(About this task): Can you give all the records again without altering a single character?

(Raw data):

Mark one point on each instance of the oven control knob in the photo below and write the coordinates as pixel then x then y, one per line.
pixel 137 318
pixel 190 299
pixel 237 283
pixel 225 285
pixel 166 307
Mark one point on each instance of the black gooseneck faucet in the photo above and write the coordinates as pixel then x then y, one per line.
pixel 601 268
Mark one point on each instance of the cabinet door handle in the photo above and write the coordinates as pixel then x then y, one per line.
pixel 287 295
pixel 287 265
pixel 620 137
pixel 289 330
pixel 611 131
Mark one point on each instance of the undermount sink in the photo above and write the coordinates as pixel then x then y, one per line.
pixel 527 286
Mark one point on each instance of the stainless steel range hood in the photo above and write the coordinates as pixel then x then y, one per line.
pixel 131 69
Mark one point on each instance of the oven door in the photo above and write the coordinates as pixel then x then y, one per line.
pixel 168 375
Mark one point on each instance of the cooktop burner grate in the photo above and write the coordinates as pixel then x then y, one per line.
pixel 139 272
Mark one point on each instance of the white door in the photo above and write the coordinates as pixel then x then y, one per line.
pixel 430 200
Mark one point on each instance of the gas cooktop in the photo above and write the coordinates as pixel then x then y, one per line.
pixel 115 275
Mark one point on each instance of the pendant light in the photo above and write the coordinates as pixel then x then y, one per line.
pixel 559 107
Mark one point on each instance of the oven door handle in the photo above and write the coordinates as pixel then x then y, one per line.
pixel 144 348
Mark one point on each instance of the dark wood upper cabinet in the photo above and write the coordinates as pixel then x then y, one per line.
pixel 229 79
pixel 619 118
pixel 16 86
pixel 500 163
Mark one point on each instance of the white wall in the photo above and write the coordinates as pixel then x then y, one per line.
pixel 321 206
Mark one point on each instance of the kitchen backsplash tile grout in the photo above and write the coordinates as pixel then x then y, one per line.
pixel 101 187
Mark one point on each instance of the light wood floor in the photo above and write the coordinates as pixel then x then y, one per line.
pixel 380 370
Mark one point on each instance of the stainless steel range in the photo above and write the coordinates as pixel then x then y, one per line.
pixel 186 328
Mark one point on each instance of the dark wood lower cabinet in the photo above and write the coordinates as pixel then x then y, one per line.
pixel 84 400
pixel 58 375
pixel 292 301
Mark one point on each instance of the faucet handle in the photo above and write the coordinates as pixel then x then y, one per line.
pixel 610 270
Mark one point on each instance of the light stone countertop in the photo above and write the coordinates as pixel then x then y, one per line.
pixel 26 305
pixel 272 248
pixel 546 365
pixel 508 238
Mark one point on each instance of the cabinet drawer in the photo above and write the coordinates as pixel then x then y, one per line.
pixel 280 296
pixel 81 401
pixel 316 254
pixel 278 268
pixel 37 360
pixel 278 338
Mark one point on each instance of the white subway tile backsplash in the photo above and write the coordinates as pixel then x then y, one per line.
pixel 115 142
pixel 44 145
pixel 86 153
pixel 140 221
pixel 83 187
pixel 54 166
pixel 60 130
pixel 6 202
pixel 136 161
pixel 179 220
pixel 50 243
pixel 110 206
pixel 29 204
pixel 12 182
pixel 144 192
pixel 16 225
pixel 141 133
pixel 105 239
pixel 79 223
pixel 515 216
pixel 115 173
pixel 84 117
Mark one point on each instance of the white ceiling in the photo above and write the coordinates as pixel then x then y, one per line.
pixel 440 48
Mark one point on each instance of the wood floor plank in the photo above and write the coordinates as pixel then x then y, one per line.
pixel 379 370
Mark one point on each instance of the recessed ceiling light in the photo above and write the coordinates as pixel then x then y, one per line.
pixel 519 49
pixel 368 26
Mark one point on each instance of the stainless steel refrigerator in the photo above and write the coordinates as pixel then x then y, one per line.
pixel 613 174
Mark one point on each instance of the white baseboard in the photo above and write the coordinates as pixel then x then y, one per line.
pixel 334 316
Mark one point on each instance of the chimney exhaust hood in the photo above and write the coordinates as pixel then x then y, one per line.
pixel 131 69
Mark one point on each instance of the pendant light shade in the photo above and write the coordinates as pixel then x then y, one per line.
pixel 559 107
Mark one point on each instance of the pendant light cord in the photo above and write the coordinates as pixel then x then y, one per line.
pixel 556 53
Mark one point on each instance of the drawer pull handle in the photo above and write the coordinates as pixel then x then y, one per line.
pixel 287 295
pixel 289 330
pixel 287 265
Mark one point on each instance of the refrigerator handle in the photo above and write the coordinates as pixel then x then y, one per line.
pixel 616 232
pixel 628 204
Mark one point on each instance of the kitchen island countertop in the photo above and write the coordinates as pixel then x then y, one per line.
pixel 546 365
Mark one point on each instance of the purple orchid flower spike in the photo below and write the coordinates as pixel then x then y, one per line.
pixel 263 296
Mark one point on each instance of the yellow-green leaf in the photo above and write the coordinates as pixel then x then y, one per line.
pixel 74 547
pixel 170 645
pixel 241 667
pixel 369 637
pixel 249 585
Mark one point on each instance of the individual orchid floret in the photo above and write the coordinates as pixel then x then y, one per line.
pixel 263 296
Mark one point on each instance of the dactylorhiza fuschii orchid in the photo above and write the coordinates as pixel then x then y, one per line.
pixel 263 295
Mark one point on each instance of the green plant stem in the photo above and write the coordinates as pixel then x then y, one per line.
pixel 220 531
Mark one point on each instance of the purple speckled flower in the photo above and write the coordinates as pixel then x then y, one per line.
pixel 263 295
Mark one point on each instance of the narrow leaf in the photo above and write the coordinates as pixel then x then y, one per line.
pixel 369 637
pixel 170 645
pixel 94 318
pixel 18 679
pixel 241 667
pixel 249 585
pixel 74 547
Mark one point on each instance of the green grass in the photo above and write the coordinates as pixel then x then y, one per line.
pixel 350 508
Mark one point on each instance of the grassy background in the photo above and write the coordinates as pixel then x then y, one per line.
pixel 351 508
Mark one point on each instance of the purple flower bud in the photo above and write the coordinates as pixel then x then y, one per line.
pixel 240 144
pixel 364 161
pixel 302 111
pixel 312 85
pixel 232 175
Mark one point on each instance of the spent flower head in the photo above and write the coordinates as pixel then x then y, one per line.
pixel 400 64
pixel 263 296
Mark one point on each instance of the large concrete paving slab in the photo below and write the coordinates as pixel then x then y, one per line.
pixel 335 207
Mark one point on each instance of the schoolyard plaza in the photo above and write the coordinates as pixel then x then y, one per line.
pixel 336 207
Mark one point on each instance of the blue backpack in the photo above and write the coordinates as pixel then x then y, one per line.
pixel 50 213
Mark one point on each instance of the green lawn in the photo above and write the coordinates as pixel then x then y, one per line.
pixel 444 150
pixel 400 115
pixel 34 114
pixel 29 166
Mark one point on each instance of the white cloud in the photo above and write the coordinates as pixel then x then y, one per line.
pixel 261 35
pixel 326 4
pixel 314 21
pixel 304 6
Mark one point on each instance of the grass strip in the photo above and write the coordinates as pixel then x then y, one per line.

(Task solution):
Mark one point on each instance of the oven control knob in the photo below and write the coordinates as pixel then x then y, one per line.
pixel 137 318
pixel 190 299
pixel 237 283
pixel 225 285
pixel 166 307
Mark one point on each instance of the black gooseneck faucet in the photo above and write the coordinates as pixel then x then y, one per line.
pixel 601 268
Mark one point on each instance of the cabinet door handle in the photo above and write the coordinates as pixel then x then y, one per line.
pixel 287 295
pixel 287 265
pixel 620 137
pixel 289 330
pixel 611 131
Mark one point on each instance of the undermount sink in the photo above and write the coordinates as pixel then x then y, one per line.
pixel 527 286
Mark one point on each instance of the stainless steel range hood in the photo above and write the coordinates as pixel then x then y, one per line.
pixel 131 69
Mark one point on each instance of the oven door in the photo above and write the coordinates as pixel then x then y, one per line.
pixel 168 375
Mark one point on each instance of the cooktop burner grate in the photo above and write the coordinates as pixel then x then y, one per line.
pixel 139 272
Mark one point on each instance of the white door in the photo above and write the coordinates as pixel then x then y, one per line.
pixel 430 200
Mark one point on each instance of the gas cooktop in the photo above and write the coordinates as pixel then x then y, one per line.
pixel 115 275
Mark one point on each instance of the pendant light in the photo above and write the coordinates as pixel then x then y, one per line.
pixel 559 107
Mark one point on each instance of the oven door handle in the photo above and write the coordinates as pixel then x then y, one per line.
pixel 144 348
Mark one point on each instance of the dark wood upper cabinet in the photo above and write the coordinates as pixel then x then y, one per line.
pixel 229 79
pixel 619 118
pixel 16 86
pixel 500 163
Mark one point on each instance of the white wall in the photo above and write the coordinates as pixel then x then y, one per line.
pixel 321 206
Mark one point on each instance of the kitchen backsplash tile grout in the photo above and write the coordinates as pixel then x then y, one per line.
pixel 101 187
Mark one point on each instance of the light wood floor in the photo above and write the coordinates as pixel then x then y, one per line.
pixel 380 370
Mark one point on each instance of the stainless steel range in the photo above and write the coordinates as pixel then x then y, one per line.
pixel 186 328
Mark one point on each instance of the dark wood lower cabinet in the photo above and write the coordinates as pixel then x then y, one per line.
pixel 84 400
pixel 58 375
pixel 292 301
Mark one point on each instance of the faucet handle in the photo above and write the coordinates as pixel then x then y, one per line.
pixel 610 270
Mark one point on each instance of the light stone countertop in the photo above and write the coordinates as pixel then x then y, one per line.
pixel 26 305
pixel 272 248
pixel 546 365
pixel 508 238
Mark one point on each instance of the cabinet drawer in the photo above and write the coordinates as pixel then x then y, one per line.
pixel 280 296
pixel 81 401
pixel 316 254
pixel 278 268
pixel 37 360
pixel 278 338
Mark one point on each instance of the white subway tile backsplash in the photo above and write the coordinates as pixel then x then y, one per line.
pixel 115 142
pixel 44 145
pixel 86 153
pixel 140 221
pixel 83 187
pixel 54 166
pixel 60 130
pixel 6 202
pixel 136 161
pixel 179 220
pixel 50 243
pixel 110 206
pixel 29 204
pixel 12 182
pixel 144 192
pixel 16 225
pixel 141 133
pixel 105 239
pixel 79 223
pixel 515 216
pixel 115 173
pixel 84 117
Mark one point on each instance of the white ceiling in the photo above and write the coordinates as pixel then x then y, one per line.
pixel 440 48
Mark one point on each instance of the wood floor plank in the photo above and write the coordinates as pixel then x then y, one per line.
pixel 379 370
Mark one point on each instance of the recessed ceiling light in the photo above and write the coordinates as pixel then x then y, one per line.
pixel 519 49
pixel 368 26
Mark one point on each instance of the stainless steel refrigerator in the photo above and write the coordinates as pixel then x then y, one per line.
pixel 613 174
Mark one point on each instance of the white baseboard in the photo above and write the coordinates as pixel then x then y, one per line.
pixel 334 316
Mark one point on each instance of the chimney exhaust hood in the photo above and write the coordinates as pixel then x then y, one per line.
pixel 131 69
Mark one point on each instance of the pendant light shade in the photo above and write the coordinates as pixel then x then y, one per line.
pixel 559 107
Mark one point on each instance of the pendant light cord in the photo above and write the coordinates as pixel then x then y, one per line.
pixel 556 53
Mark one point on each instance of the drawer pull handle in the photo above and write the coordinates as pixel then x then y, one per line.
pixel 287 295
pixel 289 330
pixel 287 265
Mark one point on each instance of the refrigerator handle in the photo above and write the coordinates as pixel then x then y, one per line.
pixel 616 232
pixel 628 204
Mark one point on each instance of the kitchen island countertop in the photo above and write the coordinates as pixel then x then y, one per line.
pixel 546 365
Mark one point on each instance of the purple orchid flower spike in the photo below and write the coordinates as pixel then x then y, one per line.
pixel 263 296
Mark one point on each instance of the yellow-green leaf in the photo above and write the coordinates as pixel then x then y, one per line.
pixel 74 547
pixel 170 645
pixel 241 667
pixel 369 637
pixel 249 585
Mark one point on each instance of the individual orchid floret in the photo above and write the coordinates as pixel then x then y, one per line.
pixel 263 296
Mark one point on each instance of the dactylorhiza fuschii orchid in the photo above and write the coordinates as pixel then x then y, one per line.
pixel 263 295
Mark one point on each instance of the green plant stem in the photo above and write the coordinates as pixel then x then y, one per line.
pixel 220 531
Mark one point on each instance of the purple speckled flower in the photo above and write the coordinates as pixel then x then y, one per line.
pixel 263 295
Mark one point on each instance of the narrow leaf in the photo above and write the coordinates as pixel then x then y, one per line.
pixel 369 637
pixel 170 645
pixel 94 318
pixel 18 679
pixel 241 667
pixel 249 585
pixel 74 547
Mark one point on each instance of the green grass in the photo above and write the coordinates as pixel then x then y, one per line.
pixel 350 508
Mark one point on each instance of the grassy background in the photo above and write the coordinates as pixel then x then y, one per line.
pixel 351 508
Mark one point on each instance of the purple flower bud in the photo above and write the coordinates as pixel then x then y, one per line.
pixel 240 144
pixel 364 161
pixel 302 111
pixel 312 85
pixel 232 175
Mark one point on each instance of the spent flower head in the photo above and write the coordinates as pixel then x then y, one per line.
pixel 400 64
pixel 263 296
Mark one point on each instance of the large concrete paving slab in the photo below and write the coordinates as pixel then x then y, one per line.
pixel 335 207
Mark one point on each instance of the schoolyard plaza in the photo above and write the coordinates as pixel then x then y, one per line.
pixel 336 207
Mark one point on each instance of the blue backpack in the photo above and write the coordinates as pixel then x then y, one per line.
pixel 50 213
Mark one point on each instance of the green lawn in the photo above and write the coordinates as pixel then x then y, one per line.
pixel 444 150
pixel 400 115
pixel 34 114
pixel 29 166
Mark one point on each instance of the white cloud in the photo above and write the coordinates as pixel then x then y, one per line.
pixel 261 35
pixel 326 4
pixel 314 21
pixel 304 6
Mark one point on each instance of the grass strip in the photo above and write the coordinates as pixel then x then y, one per line.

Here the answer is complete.